== EXTRACTED TEXT
# Who is the longest vapor here?



## Johnny2Puffs (7/7/17)

I have just surpassed my 6th year.

Reactions: Winner 7


----------



## zadiac (7/7/17)

No one is vapor here. Vapor is what we breath out when we vape. There are, however, vapers here  (sorry, just had to)

I'm only on 3 years now. So, still young in the game

Reactions: Like 1 | Funny 1


----------



## aktorsyl (7/7/17)

Nice one, @Johnny2Puffs !

My first experience with vaping was with those GreenSmoke cigalike crap things.. I think way back in 2011/2012 or so? Not entirely sure. It didn't last long as they were quite horrible.

I tried it again 2 years later to see if they improved at all. They didn't.

In July 2016 I got a Twisp (I think it was the Aero), and from there it finally stuck

Reactions: Can relate 1


----------



## Raslin (7/7/17)

Started on the original twisp cig-a like in 2010. Lasted about three months just to messy.

31 July 2017 will be three years as an exclusive vaper.

Reactions: Like 1


----------



## Andre (7/7/17)
====
== DATA ROWS
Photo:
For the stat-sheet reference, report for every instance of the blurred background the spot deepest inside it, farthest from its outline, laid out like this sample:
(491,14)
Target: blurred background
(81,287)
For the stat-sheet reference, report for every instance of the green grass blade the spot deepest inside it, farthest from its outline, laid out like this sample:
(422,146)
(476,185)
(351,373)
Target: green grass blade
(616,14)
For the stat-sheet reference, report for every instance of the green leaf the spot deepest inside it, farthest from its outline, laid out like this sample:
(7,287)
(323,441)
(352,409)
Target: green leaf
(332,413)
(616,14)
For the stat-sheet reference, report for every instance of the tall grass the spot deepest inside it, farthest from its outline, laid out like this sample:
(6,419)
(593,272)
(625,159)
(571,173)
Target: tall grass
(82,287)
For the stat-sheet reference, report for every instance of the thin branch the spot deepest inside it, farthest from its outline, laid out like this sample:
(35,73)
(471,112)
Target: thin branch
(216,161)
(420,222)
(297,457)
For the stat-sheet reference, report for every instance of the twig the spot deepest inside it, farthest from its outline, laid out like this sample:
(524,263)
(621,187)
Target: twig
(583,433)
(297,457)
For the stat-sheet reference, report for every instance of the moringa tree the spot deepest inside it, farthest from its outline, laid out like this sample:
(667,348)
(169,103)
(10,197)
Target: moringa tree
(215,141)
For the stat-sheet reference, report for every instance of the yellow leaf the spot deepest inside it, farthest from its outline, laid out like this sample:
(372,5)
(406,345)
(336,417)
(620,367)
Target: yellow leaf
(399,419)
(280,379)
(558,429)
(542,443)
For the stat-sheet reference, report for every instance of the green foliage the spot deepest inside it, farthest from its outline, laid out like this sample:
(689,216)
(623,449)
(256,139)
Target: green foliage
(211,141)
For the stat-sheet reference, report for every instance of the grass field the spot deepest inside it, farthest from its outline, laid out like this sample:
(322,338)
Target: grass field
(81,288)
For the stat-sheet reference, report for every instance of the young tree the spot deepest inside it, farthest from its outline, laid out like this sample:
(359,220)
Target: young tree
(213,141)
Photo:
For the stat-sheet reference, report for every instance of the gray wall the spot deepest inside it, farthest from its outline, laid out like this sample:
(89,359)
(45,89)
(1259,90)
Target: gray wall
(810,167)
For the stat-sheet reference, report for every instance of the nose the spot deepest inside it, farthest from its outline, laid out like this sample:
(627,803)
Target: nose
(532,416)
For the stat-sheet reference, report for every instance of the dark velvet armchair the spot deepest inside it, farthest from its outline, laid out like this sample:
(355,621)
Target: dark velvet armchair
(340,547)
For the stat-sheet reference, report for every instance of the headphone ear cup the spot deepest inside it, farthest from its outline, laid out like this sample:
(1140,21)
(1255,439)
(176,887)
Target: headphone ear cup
====
[SET OF TASKS]:
1: Render this sentence from the vaping forum thread in Spanish: "I tried it again 2 years later to see if they improved at all."
2: From the vaping forum thread, reproduce the stretch from "## aktorsyl (7/7/17)" through "all. They didn't.".
You won't need the lines for any of this.

[SOLUTION SET]:
1: Lo volví a probar 2 años después para ver si habían mejorado en algo.

2:
## aktorsyl (7/7/17)

Nice one, @Johnny2Puffs !

My first experience with vaping was with those GreenSmoke cigalike crap things.. I think way back in 2011/2012 or so? Not entirely sure. It didn't last long as they were quite horrible.

I tried it again 2 years later to see if they improved at all. They didn't.